**Objective**.
Repeat the listing below in full, exactly as it stands.

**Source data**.
---
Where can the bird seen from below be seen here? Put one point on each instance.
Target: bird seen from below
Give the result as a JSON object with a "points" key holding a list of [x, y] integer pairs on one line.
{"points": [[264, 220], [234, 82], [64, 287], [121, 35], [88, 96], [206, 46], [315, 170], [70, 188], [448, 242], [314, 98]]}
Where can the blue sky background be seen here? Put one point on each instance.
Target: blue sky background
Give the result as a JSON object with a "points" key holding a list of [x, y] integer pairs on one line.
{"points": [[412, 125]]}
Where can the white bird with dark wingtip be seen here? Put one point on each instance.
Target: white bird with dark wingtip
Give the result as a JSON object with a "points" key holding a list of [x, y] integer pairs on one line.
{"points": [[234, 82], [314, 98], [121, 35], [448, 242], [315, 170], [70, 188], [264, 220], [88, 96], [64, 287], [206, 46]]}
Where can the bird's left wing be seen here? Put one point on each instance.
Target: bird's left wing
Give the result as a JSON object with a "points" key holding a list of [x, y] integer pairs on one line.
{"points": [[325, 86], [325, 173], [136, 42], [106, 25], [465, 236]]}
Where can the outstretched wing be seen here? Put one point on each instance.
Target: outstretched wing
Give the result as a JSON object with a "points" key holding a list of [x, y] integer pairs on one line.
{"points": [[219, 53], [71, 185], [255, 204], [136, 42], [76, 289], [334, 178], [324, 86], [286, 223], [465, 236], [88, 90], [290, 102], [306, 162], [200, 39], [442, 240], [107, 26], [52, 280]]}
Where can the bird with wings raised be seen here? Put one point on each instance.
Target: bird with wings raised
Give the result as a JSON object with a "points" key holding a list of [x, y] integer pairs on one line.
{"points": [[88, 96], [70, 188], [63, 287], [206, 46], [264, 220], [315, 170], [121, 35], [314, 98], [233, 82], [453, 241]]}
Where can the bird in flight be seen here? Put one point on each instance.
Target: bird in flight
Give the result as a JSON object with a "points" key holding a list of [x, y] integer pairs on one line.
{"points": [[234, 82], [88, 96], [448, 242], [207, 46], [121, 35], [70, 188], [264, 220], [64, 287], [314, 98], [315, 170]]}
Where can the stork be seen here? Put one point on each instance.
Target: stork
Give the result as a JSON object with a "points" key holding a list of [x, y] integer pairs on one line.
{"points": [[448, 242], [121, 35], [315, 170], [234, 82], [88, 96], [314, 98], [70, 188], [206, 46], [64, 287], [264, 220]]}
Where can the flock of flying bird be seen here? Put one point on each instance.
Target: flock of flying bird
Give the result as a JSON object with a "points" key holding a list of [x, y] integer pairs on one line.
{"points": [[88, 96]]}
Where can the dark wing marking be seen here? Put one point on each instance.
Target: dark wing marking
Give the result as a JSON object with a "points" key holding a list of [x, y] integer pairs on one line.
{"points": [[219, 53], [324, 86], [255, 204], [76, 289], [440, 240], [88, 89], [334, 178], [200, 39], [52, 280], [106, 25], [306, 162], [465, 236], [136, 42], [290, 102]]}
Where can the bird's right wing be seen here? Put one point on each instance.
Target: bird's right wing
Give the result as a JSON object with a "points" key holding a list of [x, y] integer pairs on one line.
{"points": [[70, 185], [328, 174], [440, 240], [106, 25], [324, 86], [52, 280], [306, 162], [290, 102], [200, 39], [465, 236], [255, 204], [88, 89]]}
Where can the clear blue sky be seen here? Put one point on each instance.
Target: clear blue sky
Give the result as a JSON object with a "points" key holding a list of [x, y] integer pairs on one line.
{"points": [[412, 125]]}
---
**Task result**.
Where can the bird seen from below be seen here? Put one point on each instance.
Target: bird seen from below
Give the result as a JSON object with a "points" key holding a list of [x, y] integer pairs on one line.
{"points": [[264, 220], [234, 82], [64, 287], [121, 35], [88, 96], [206, 46], [315, 170], [70, 188], [448, 242], [314, 98]]}
Where can the blue sky background be seen here? Put one point on each instance.
Target: blue sky background
Give the result as a JSON object with a "points" key holding a list of [x, y] integer pairs on one line.
{"points": [[412, 125]]}
Where can the white bird with dark wingtip be seen here? Put one point on each instance.
Target: white bird with dark wingtip
Give the result as a JSON object with a "points" key holding a list of [x, y] integer pairs on one line.
{"points": [[234, 82], [314, 98], [121, 35], [448, 242], [315, 170], [70, 188], [264, 220], [88, 96], [64, 287], [206, 46]]}
Where can the bird's left wing be seen here? Put one point on each instance.
Target: bird's left wing
Give the result as a JSON object with a "points" key holding a list of [x, y] integer pairs on one line.
{"points": [[325, 86], [325, 173], [136, 42], [106, 25], [465, 236]]}
Where can the outstretched wing be seen here? Put one point on each instance.
Target: outstretched wing
Give the result as a JSON object with a "points" key holding a list of [x, y] integer pairs on one line.
{"points": [[219, 53], [71, 185], [255, 204], [136, 42], [76, 289], [334, 178], [324, 86], [286, 223], [465, 236], [88, 90], [290, 102], [306, 162], [200, 39], [442, 240], [107, 26], [52, 280]]}
Where can the bird with wings raised be seen here? Put one point on each instance.
Target: bird with wings raised
Give the result as a JSON object with a "points" key holding a list of [x, y] integer pairs on one line.
{"points": [[88, 96], [70, 188], [63, 287], [206, 46], [264, 220], [315, 170], [121, 35], [314, 98], [233, 82], [453, 241]]}
Where can the bird in flight be seen here? Put one point on each instance.
Target: bird in flight
Give the result as a JSON object with a "points" key holding a list of [x, y] integer pairs on one line.
{"points": [[234, 82], [88, 96], [448, 242], [207, 46], [121, 35], [70, 188], [264, 220], [64, 287], [314, 98], [315, 170]]}
Where can the stork be seen here? Put one point on each instance.
Target: stork
Give the result as a JSON object with a "points" key holding a list of [x, y] integer pairs on one line.
{"points": [[448, 242], [121, 35], [315, 170], [234, 82], [88, 96], [314, 98], [70, 188], [206, 46], [64, 287], [264, 220]]}
Where can the flock of flying bird be seen here? Put one point on each instance.
Target: flock of flying bird
Give the result as a JSON object with a "points" key holding a list of [x, y] integer pairs on one line.
{"points": [[88, 96]]}
Where can the dark wing marking be seen here? Put one point on each instance.
Target: dark wing marking
Give the result as a JSON object with a "points" key holding a list of [x, y] integer pairs on one line.
{"points": [[219, 53], [324, 86], [255, 204], [76, 289], [440, 240], [88, 89], [334, 178], [200, 39], [52, 280], [106, 25], [306, 162], [465, 236], [136, 42], [290, 102]]}
Where can the bird's right wing be seen here? Put one point on each instance.
Target: bird's right wing
Give the result as a JSON object with a "points" key holding a list of [x, y] integer pairs on one line.
{"points": [[70, 185], [328, 174], [440, 240], [106, 25], [324, 86], [52, 280], [306, 162], [290, 102], [200, 39], [465, 236], [255, 204], [88, 89]]}
Where can the clear blue sky be seen here? Put one point on each instance.
Target: clear blue sky
Give the result as a JSON object with a "points" key holding a list of [x, y] integer pairs on one line.
{"points": [[412, 125]]}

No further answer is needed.